Task instructions — In the data below, which lines hold "above"? Copy every one.

[Opening Records provided section]

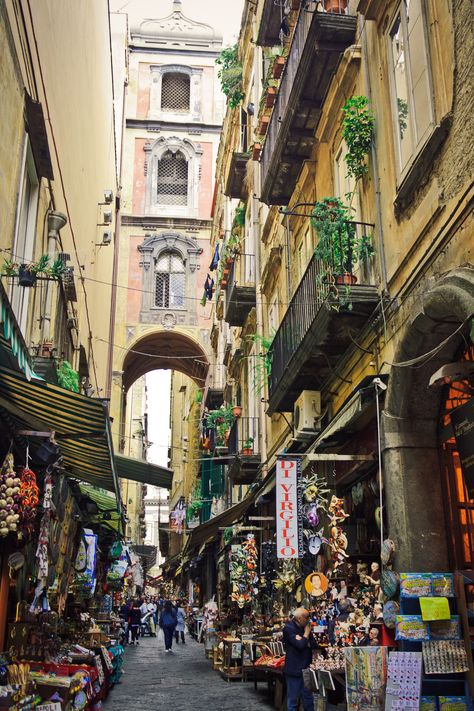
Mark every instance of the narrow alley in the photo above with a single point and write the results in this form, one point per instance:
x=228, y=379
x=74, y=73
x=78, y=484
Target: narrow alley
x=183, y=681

[Closing Records provided section]
[Opening Records provided section]

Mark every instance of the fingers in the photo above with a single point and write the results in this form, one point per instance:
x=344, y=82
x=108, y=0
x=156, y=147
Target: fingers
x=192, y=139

[Closing Records provided section]

Answer to this exercise —
Mark every instance of the narrow alley in the photo above with a single point and write the results in this form, one point per instance:
Mark every instance of the fingers in the photo above with a single point and write the results in this form, one point per instance:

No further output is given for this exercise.